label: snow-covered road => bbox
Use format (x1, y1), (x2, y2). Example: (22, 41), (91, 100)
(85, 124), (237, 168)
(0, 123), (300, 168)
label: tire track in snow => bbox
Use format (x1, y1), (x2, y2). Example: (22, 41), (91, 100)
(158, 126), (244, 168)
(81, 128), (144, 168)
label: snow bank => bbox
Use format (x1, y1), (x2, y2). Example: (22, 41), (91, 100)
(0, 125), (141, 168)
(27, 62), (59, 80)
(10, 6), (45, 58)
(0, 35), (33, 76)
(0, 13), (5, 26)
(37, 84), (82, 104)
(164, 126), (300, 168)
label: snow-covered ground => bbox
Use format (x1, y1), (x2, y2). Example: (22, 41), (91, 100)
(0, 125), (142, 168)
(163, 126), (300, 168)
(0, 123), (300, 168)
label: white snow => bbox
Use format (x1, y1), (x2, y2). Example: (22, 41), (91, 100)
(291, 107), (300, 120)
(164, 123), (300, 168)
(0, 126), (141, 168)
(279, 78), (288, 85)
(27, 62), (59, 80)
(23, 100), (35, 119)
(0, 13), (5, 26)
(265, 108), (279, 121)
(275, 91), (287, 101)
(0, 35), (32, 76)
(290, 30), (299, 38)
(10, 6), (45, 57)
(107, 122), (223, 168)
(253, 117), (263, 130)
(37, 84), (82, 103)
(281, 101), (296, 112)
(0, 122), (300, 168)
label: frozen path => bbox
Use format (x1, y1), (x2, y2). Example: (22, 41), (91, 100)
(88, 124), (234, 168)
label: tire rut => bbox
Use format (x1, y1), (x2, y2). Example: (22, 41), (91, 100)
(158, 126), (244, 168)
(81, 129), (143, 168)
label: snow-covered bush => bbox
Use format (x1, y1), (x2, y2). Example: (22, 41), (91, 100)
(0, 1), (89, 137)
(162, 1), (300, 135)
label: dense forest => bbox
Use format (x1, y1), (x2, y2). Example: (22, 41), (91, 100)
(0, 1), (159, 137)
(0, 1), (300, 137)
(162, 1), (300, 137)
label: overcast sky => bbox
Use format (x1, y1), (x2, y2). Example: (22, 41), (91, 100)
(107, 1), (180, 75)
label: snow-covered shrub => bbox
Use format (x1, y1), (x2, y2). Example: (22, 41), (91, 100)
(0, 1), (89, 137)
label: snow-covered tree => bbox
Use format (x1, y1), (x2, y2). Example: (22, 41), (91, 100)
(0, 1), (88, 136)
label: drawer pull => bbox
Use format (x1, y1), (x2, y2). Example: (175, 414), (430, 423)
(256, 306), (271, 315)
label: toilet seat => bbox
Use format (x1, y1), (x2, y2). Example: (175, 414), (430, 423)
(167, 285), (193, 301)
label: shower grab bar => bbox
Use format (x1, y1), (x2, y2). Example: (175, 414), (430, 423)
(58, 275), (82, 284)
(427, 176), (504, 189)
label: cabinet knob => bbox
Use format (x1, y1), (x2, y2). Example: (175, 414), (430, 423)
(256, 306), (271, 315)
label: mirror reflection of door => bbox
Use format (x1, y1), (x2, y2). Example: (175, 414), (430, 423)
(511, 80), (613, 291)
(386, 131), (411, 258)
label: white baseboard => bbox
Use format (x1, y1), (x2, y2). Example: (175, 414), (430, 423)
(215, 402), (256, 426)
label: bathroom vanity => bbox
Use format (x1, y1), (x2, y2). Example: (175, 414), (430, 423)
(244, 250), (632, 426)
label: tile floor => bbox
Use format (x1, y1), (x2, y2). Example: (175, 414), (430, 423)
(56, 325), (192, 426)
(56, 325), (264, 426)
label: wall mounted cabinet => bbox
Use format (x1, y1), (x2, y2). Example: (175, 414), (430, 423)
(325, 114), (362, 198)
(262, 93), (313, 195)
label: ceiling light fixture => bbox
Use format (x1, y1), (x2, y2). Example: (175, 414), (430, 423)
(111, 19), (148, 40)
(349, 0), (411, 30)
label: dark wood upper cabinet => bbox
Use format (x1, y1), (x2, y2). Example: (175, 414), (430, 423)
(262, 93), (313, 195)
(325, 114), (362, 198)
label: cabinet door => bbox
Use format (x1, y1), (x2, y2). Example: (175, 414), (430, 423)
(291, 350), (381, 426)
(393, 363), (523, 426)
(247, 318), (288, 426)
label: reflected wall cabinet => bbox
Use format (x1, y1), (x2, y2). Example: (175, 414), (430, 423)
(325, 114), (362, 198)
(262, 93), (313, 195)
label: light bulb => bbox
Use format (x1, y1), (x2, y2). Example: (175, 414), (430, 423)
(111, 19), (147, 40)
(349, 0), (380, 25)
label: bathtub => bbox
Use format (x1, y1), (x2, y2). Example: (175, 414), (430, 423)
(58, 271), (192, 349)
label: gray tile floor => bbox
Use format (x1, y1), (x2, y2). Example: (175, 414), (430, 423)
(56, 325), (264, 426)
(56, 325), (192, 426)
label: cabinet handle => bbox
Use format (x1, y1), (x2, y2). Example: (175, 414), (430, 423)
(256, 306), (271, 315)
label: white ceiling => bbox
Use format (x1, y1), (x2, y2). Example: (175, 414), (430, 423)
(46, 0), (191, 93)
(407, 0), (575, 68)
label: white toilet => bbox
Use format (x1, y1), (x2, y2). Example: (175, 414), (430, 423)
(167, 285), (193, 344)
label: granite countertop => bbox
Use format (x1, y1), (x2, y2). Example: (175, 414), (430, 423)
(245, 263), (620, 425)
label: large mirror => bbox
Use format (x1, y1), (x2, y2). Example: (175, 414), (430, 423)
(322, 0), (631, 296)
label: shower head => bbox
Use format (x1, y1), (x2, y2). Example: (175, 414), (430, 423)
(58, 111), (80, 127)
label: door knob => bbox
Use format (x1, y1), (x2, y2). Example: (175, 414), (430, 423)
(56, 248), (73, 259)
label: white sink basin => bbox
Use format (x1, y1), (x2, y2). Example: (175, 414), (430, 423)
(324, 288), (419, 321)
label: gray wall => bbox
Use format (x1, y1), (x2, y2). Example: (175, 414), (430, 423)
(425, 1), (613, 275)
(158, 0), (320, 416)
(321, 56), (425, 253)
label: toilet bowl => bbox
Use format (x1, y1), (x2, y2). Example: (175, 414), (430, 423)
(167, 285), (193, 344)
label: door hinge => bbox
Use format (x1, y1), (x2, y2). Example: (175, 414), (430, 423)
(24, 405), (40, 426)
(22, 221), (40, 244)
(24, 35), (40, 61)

+++++

Objective:
Return word for word the part of the entries that opens with the line containing "label: cabinet handle => bbox" and runs through the end of the entries, with both ends included.

Solution:
label: cabinet handle => bbox
Use format (x1, y1), (x2, y2). Example: (175, 414), (430, 423)
(256, 306), (271, 315)
label: white ceiling => bbox
Use format (x1, y1), (x2, y2). Example: (175, 414), (430, 423)
(46, 0), (191, 93)
(407, 0), (575, 68)
label: white toilet => bbox
Use format (x1, y1), (x2, y2). Example: (175, 414), (430, 423)
(167, 285), (193, 344)
label: granite countertop => bbox
Use format (x1, y1), (x2, y2). Example: (175, 414), (430, 423)
(245, 263), (620, 425)
label: large mirror => bbox
Use format (x1, y1), (x2, y2). Example: (175, 414), (430, 423)
(322, 0), (631, 296)
label: shower head => bbox
Use format (x1, y1), (x2, y2). Example: (175, 414), (430, 423)
(58, 111), (80, 127)
label: door knob => bbox
Use format (x1, y1), (x2, y2). Example: (175, 414), (430, 423)
(56, 248), (73, 259)
label: white sink basin => bbox
Use format (x1, y1), (x2, y2). Example: (175, 414), (430, 423)
(324, 288), (419, 321)
label: gray wall => bbox
Use format (x1, y1), (x2, y2). Example: (175, 414), (430, 423)
(425, 1), (613, 275)
(158, 0), (320, 416)
(321, 56), (425, 253)
label: toilet bowl => bbox
Use format (x1, y1), (x2, y2). Example: (175, 414), (430, 423)
(167, 285), (193, 344)
label: door hinge => bbox
Use format (x1, y1), (x2, y2). Example: (175, 414), (430, 423)
(24, 405), (40, 426)
(22, 221), (40, 244)
(24, 35), (40, 61)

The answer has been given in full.